EXERCISE REQUIREMENTS ▸
[A] Name every airline alliance mentioned in the Narita Airport lounge text.
[B] Reproduce a passage of the Narita Airport lounge text. Begin at the words "1. ANA First" and stop after "not overly stylish.".
[C] Carry on writing the Narita Airport lounge text, picking up after its final sentence.
━━━━━ PAGE EXCERPT
Narita Airport NRT is also known as Tokyo Airport and Japan International Airport. 42 million passengers pass through its gates each year. It has very good airport lounges, but which lounge is best if you are flying in Business Class or have a Priority Pass or relevant credit card?
Narita Airport has three terminals. SkyTeam airlines fly out of Terminal 1’s North Wing, Star Alliance airlines use Terminal 1’s South Wing, and Oneworld airlines fly out of Terminal 2.
Free Airport Lounge Access
If you have not paid for Business Class or First Class, you can access airport lounges for free if you have an unlimited Priority Pass or an Amex Platinum card. To get extra bonus referral points and advice on the Platinum American Express and other free lounge access credit cards, have a read of our best credit cards for luxury travel.
1. ANA First Class Suite, Lounge T1
The ANA Suite Lounge is in the Satellite on the 4th floor and can be accessed by ANA and Star Alliance First Class passengers with same-day international boarding passes. Business Class, Premium Economy, and Star Alliance Gold passengers instead access the other ANA Lounge reviewed in our number 2 position.
In the ANA Suite Lounge, you can expect to be greeted with a cold towel and a drink as soon as you arrive. You can then choose from a sofa seat or a work cubicle, a bit like you might find in an office, but nicer. The lounge has lots of black partitions and is pleasant, although not overly stylish.
The buffet is beautifully presented, typical of Japanese food. There’s also an excellent noodle bar, a coffee machine, a water cooler, lots of spirits, beer and wine, etc.
The shower facilities are located outside the main lounge, so you need to dig out your boarding pass once again to use them, but they are classy with nice smelling toiletries and stylish tiling.
━━━━━━━━━━
━━━━━ DATA RECORDS
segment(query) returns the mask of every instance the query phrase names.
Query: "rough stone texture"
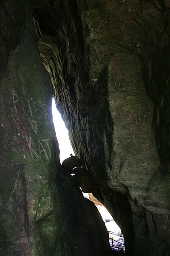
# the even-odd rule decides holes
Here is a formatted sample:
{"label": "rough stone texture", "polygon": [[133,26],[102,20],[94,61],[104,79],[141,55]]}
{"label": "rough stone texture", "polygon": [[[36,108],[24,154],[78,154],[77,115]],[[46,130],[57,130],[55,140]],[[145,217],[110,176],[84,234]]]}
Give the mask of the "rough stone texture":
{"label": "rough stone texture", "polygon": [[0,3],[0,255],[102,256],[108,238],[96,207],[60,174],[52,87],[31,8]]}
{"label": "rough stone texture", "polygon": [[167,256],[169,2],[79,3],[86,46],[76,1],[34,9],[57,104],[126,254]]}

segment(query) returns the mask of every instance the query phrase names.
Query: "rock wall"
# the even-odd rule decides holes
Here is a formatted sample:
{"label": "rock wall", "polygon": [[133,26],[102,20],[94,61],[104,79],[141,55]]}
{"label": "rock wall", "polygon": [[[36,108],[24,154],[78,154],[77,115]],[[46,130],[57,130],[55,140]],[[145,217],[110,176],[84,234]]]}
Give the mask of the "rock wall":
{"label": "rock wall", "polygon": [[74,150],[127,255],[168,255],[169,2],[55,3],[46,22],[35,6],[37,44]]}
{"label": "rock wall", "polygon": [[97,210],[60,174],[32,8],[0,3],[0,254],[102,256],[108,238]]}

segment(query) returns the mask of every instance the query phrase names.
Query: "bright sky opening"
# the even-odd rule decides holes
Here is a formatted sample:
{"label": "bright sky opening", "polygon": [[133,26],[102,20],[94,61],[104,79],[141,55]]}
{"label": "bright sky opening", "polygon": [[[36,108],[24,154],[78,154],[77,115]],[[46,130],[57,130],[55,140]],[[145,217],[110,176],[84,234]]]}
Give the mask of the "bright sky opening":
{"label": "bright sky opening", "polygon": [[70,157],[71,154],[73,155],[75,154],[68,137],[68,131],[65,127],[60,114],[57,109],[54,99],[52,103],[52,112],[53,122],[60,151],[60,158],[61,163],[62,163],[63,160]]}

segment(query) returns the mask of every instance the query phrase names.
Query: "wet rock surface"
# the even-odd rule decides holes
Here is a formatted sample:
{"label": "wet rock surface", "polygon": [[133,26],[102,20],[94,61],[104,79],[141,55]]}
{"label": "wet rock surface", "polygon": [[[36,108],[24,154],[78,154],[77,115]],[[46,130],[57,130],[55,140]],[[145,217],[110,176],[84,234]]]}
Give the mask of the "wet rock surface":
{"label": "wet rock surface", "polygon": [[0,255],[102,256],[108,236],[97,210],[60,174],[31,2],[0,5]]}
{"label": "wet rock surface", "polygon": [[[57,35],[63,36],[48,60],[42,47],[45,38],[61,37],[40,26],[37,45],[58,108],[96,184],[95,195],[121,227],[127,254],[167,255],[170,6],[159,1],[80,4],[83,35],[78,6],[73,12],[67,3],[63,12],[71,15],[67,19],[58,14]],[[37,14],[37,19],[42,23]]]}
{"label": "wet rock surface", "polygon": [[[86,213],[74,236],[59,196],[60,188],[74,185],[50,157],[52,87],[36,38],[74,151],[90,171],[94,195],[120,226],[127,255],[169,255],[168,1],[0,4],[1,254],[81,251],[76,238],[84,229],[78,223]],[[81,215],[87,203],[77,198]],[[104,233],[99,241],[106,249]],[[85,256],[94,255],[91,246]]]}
━━━━━━━━━━
EXPECTED ANSWERS ▸
[A] SkyTeam, Star Alliance, Oneworld

[B]
1. ANA First Class Suite, Lounge T1
The ANA Suite Lounge is in the Satellite on the 4th floor and can be accessed by ANA and Star Alliance First Class passengers with same-day international boarding passes. Business Class, Premium Economy, and Star Alliance Gold passengers instead access the other ANA Lounge reviewed in our number 2 position.
In the ANA Suite Lounge, you can expect to be greeted with a cold towel and a drink as soon as you arrive. You can then choose from a sofa seat or a work cubicle, a bit like you might find in an office, but nicer. The lounge has lots of black partitions and is pleasant, although not overly stylish.

[C]
2. ANA Lounge, T1
The main ANA lounge is situated under the ANA First Class Suite Lounge in the Satellite on the 2nd floor. This lounge can get crowded during peak times but is fairly stylish with decent food and a nice look.
The lounge is split into lots of cubicles for the seating, which gives each seating section privacy which most travelers seem to like. Lots of box-shaped lighting is set up on side tables by each seat, giving the lounge a nice atmosphere
The highlight is the food which is a self-serve buffet in the center of the lounge. There is a really great spread with sandwiches, salads, sushi, and noodles. There’s also a noodle bar that serves excellent hand-made noodle dishes.
This is definitely one of the best lounges at Tokyo Narita airport, but it lacks runway and plane views which is its main disadvantage.
3. Korean Air Lounge, T1
Korean Air Lounge is open to First Class and Business Class passengers on Korean Air and all SkyTeam airlines. It is made up of a big room with wooden flooring and lots of seats with floor-to-ceiling windows to one side.
There’s a First Class section, just a room, separated by curtains from the main lounge, next to a window.
The food in this lounge is not great, with no noodle and curry bar, just pre-packaged snacks and sandwiches. There are, however, plenty of soft drinks and alcoholic drinks.
4. Delta Sky Club, T1
Business Class passengers and Delta Sky Club members with same-day international boarding passes have access to this lounge, as do SkyTeam international premium passengers and American Express Platinum cardholders.
The room housing this lounge is large and curved with curved floor-to-ceiling windows to one side, which offers great views of the planes. The look and feel are a little dated, like most of the lounges at Tokyo Narita airport. The good news is that the food is fairly good here with Western and Japanese options, including chopped veggies, a bowl of salad, sushi, chicken balls on a stick, soup, fruit, and snacks. There is enough to fill you up and plenty of healthy options.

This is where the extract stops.